Exercise instructions> Search the entries below for the line containing "Query: military cap"; from there to the end, return every line exactly and add nothing.

The data>
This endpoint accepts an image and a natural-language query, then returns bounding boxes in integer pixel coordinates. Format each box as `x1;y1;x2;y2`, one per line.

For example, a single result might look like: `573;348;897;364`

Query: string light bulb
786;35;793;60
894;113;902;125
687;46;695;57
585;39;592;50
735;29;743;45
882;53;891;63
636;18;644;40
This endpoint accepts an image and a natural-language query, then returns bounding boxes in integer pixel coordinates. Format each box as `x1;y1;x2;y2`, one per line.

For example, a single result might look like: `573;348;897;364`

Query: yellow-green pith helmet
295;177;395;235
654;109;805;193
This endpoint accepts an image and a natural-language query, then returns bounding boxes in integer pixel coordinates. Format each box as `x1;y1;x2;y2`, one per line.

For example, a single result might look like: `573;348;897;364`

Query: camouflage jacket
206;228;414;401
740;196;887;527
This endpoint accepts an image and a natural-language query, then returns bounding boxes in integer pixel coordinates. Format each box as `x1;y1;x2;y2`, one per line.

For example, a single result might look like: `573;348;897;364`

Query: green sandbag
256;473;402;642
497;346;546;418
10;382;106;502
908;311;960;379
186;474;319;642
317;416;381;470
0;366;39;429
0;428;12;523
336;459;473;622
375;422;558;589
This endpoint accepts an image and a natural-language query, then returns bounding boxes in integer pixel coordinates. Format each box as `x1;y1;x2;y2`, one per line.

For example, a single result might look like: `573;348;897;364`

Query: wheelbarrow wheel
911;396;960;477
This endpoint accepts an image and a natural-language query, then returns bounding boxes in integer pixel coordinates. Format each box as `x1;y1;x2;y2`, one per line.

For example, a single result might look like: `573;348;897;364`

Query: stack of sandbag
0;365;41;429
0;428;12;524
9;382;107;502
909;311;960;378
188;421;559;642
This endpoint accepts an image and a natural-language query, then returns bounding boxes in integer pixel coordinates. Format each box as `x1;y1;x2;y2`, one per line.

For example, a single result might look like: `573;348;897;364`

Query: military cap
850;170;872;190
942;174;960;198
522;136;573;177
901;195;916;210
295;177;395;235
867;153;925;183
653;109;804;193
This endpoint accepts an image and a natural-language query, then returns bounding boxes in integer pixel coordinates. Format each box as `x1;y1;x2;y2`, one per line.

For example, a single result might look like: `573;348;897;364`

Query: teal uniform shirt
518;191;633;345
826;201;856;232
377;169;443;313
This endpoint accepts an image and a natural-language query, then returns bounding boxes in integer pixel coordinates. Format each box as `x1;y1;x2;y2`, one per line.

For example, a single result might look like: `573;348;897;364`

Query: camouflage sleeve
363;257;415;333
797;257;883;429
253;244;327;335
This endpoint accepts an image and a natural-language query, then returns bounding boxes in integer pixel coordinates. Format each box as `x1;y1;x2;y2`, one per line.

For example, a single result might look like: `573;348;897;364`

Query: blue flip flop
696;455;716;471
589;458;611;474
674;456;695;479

Result of the task>
Query: military cap
850;170;872;190
942;174;960;198
522;136;573;177
901;195;916;210
295;177;395;235
867;153;925;183
653;109;804;193
This endpoint accepts an image and a natural-language query, then returns bounding boxes in integer pixel coordinates. Format each box as `x1;y1;x2;y2`, one per line.

For example, a single result might look like: `573;348;897;364`

Query: teal uniform shirt
518;191;633;345
826;201;856;232
377;169;443;313
This endpoint accepts an image and a natural-language query, then returns bounding boxes in integer pixel coordinates. Format each box as `x1;y1;x2;y2`, one per line.

For example, a single result might look like: `573;348;897;364`

Query: camouflage sleeve
363;257;415;333
797;257;883;429
253;244;327;335
This endpoint accepts an image and a natural-language query, then returns bounding boxes in integer pixel coordinates. Format each box as `x1;y1;x2;y2`, one per line.

For example, a single result might look like: `573;348;897;364`

Query: blue flip flop
696;455;716;471
589;458;611;474
674;456;695;479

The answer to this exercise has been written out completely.